## Set problem A
Using the excerpt on popular democracy, answer each question below in a short phrase, marking your answers (i), (ii) and (iii) to match.
(i) Which 17th century political thinker is quoted on the proposals of the radical democrats?
(ii) In whose hands did Jefferson and Madison believe power should be?
(iii) According to the doctrine attributed to John Jay, who ought to govern the country?
## Set problem B
Extend the excerpt on popular democracy with a few more paragraphs, starting after its last sentence.

## Document section
+ + + + +

This is pretty much the course of history, as the plague of European civilization devastated much of the world.
On the home front, the continuing problem was formulated plainly by the 17th century political thinker Marchamont Nedham. The proposals of the radical democrats, he wrote, would result in "ignorant Persons, neither of Learning nor Fortune, being put in Authority." Given their freedom, the "self-opinionated multitude" would elect "the lowest of the People" who would occupy themselves with "Milking and Gelding the Purses of the Rich," taking "the ready Road to all licentiousness, mischief, mere Anarchy and Confusion." These sentiments are the common coin of modern political and intellectual discourse; increasingly so as popular struggles did succeed, over the centuries, in realizing the proposals of the radical democrats, so that ever more sophisticated means had to be devised to reduce their substantive content.
Such problems regularly arise in periods of turmoil and social conflict. After the American revolution, rebellious and independent farmers had to be taught by force that the ideals expressed in the pamphlets of 1776 were not to be taken seriously. The common people were not to be represented by countrymen like themselves, that know the people's sores, but by gentry, merchants, lawyers, and others who hold or serve private power. Jefferson and Madison believed that power should be in the hands of the "natural aristocracy," Edmund Morgan comments, "men like themselves" who would defend property rights against Hamilton's "paper aristocracy" and from the poor; they "regarded slaves, paupers, and destitute laborers as an ever-present danger to liberty as well as property." The reigning doctrine, expressed by the Founding Fathers, is that "the people who own the country ought to govern it" (John Jay). The rise of corporations in the 19th century, and the legal structures devised to grant them dominance over private and public life, established the victory of the Federalist opponents of popular democracy in a new and powerful form.

+ + + + +

Pointing records:
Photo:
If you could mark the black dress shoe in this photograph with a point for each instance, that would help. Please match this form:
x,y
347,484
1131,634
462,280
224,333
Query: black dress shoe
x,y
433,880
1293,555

+ + + + +

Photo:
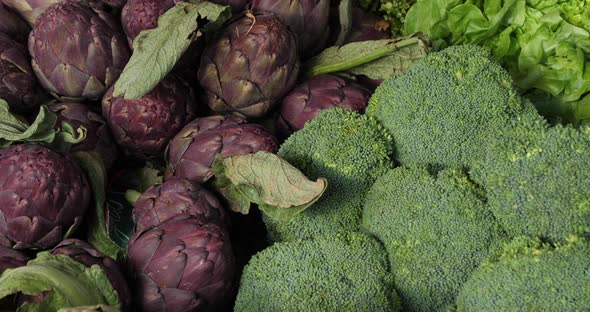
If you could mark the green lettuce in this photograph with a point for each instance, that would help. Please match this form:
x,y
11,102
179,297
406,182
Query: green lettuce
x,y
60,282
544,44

+ + + + +

## Final result A
(i) Marchamont Nedham
(ii) The "natural aristocracy"
(iii) The people who own the country

## Final result B
Not infrequently, revolutionary struggles pit aspirants to power against one another though united in opposition to radical democratic tendencies among the common people. Lenin and Trotsky, shortly after seizing state power in 1917, moved to dismantle organs of popular control, including factory councils and Soviets, thus proceeding to deter and overcome socialist tendencies. An orthodox Marxist, Lenin did not regard socialism as a viable option in this backward and underdeveloped country; until his last days, it remained for him an "elementary truth of Marxism, that the victory of socialism requires the joint efforts of workers in a number of advanced countries," Germany in particular. In what has always seemed to me his greatest work, George Orwell described a similar process in Spain, where the Fascists, Communists, and liberal democracies were united in opposition to the libertarian revolution that swept over much of the country, turning to the conflict over the spoils only when popular forces were safely suppressed. There are many examples, often influenced by great power violence.
This is particularly true in the Third World. A persistent concern of Western elites is that popular organizations might lay the basis for meaningful democracy and social reform, threatening the prerogatives of the privileged. Those who seek "to raise the rascal multitude" and "draw them into associations and combinations with one another" against "the men of best quality" must, therefore, be repressed or eliminated. It comes as no surprise that Archbishop Romero should be assassinated shortly after urging President Carter to withhold military aid from the governing junta, which, he warned, will use it to "sharpen injustice and repression against the people's organizations" struggling "for respect for their most basic human rights."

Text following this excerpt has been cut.